DESCRIPTION OF THE TASK> Would you transcribe all of the data exactly, down to the last character?

SOURCE DATA>
* Start *
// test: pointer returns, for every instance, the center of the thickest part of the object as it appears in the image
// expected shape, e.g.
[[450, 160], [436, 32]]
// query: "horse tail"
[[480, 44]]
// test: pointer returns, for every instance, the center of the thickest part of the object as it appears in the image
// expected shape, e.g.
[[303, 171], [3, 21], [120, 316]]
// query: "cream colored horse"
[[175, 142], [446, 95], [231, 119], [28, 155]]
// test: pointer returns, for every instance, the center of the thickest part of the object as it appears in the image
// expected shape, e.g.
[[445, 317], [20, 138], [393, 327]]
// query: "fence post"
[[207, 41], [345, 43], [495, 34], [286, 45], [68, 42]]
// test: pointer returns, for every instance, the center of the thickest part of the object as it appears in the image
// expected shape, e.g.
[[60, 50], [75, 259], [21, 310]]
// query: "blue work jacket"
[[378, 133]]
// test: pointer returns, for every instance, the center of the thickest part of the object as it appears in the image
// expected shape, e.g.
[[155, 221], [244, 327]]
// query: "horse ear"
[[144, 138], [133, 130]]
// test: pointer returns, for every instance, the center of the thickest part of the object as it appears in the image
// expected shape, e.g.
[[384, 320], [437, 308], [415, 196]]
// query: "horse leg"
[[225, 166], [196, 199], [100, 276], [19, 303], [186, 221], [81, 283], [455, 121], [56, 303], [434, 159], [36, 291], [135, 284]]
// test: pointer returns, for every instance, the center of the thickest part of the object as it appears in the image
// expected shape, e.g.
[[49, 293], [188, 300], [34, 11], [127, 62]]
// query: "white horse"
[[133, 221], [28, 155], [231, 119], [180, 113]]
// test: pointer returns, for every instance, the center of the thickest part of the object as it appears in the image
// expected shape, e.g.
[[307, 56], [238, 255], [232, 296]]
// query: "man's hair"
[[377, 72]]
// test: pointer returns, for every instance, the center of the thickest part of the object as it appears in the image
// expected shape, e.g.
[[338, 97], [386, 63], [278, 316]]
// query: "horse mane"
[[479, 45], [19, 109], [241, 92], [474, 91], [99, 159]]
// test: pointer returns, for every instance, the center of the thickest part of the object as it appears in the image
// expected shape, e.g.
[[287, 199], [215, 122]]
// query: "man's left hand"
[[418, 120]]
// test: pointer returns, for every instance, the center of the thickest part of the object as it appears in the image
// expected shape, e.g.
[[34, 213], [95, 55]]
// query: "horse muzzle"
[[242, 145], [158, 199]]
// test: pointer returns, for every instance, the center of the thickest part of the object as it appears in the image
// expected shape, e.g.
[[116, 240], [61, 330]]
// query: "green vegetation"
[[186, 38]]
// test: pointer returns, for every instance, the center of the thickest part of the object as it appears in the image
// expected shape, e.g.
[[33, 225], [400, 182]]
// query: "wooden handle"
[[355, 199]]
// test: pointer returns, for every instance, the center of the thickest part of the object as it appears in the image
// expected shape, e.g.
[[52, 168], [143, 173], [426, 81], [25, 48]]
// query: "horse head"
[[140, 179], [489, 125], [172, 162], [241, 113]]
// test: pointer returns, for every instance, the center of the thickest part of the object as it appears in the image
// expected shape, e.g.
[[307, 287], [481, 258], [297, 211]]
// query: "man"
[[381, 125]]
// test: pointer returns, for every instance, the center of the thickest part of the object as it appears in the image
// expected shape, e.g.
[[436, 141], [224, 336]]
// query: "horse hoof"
* End *
RESULT OF THE EXERCISE>
// test: pointer returns, for every instance, the center of the thickest part of the object as it appears in the image
// expected shape, e.g.
[[450, 160], [436, 32]]
// query: "horse tail"
[[480, 44]]
// test: pointer returns, for every instance, the center of the thickest part of the object as it appears in the image
// expected shape, e.g.
[[303, 171], [3, 21], [120, 316]]
// query: "cream colored horse"
[[175, 142], [446, 95], [231, 119], [28, 155]]
// test: pointer returns, for every instance, the center of the thickest part of the object as it appears in the image
// expected shape, e.g.
[[445, 317], [20, 138], [393, 327]]
// query: "fence post"
[[207, 41], [345, 43], [495, 34], [286, 45], [68, 42]]
// test: pointer returns, for every instance, the center of the thickest part of the object as it appears in the image
// expected shape, e.g.
[[60, 50], [75, 259], [21, 310]]
// query: "blue work jacket"
[[378, 133]]
// test: pointer returns, for every instance, the center of the thickest part of the object as it appears in the image
// expected shape, e.g.
[[155, 221], [244, 327]]
// query: "horse ear"
[[144, 138], [133, 130]]
// test: pointer returns, for every instance, the center of the thickest part of the object as it appears in the image
// expected shape, e.g.
[[384, 320], [437, 308], [415, 196]]
// query: "horse leg"
[[225, 166], [196, 199], [100, 276], [19, 303], [186, 221], [81, 283], [455, 121], [56, 303], [434, 159], [36, 291], [135, 284]]
// test: pointer returns, for every instance, the center of the thickest part of the object as it appears in the image
// expected shape, e.g.
[[49, 293], [188, 300], [34, 11], [127, 62]]
// query: "white horse"
[[133, 221], [28, 155], [231, 119], [180, 113]]
// test: pointer returns, for every instance, the center of the thickest part of the object as it appears in the image
// expected shape, e.g.
[[307, 56], [238, 255], [232, 296]]
// query: "man's hair"
[[377, 72]]
// test: pointer returns, for every instance, the center of the thickest part of the object as it appears in the image
// expected shape, e.g.
[[338, 97], [386, 63], [278, 316]]
// query: "horse mane"
[[479, 45], [19, 109], [241, 92], [474, 91], [99, 159]]
// test: pointer returns, for every instance, the center of the thickest part of the object as it appears in the image
// expected shape, e.g.
[[287, 199], [215, 122]]
// query: "man's left hand"
[[418, 120]]
// test: pointer returns, for every instance, the center of the thickest part of the object as it appears in the image
// expected shape, e.g.
[[34, 213], [95, 55]]
// query: "horse muzzle"
[[242, 145], [158, 199]]
// test: pointer returns, for every instance, the center of the thickest part of the object as it appears in the image
// expected shape, e.g.
[[116, 240], [61, 330]]
// query: "green vegetation"
[[186, 38]]
// test: pointer returns, for every instance, the center of the thickest part of the object as it appears in the image
// expected shape, e.g.
[[33, 225], [400, 182]]
// query: "wooden handle"
[[355, 199]]
// test: pointer returns, for every instance, the center of the thickest part of the object as it appears in the image
// expected shape, e.g.
[[52, 168], [143, 173], [426, 81], [25, 48]]
// query: "horse head"
[[140, 179], [489, 125], [172, 162], [241, 113]]
// test: pointer returns, for every instance, the center of the thickest part of the object as it appears in the image
// expected shape, e.g.
[[307, 287], [481, 258], [297, 211]]
// query: "man"
[[381, 125]]
// test: pointer returns, for every instance, the center of the thickest part of the object as it appears in the image
// expected shape, e.g.
[[436, 141], [224, 336]]
// query: "horse hoof"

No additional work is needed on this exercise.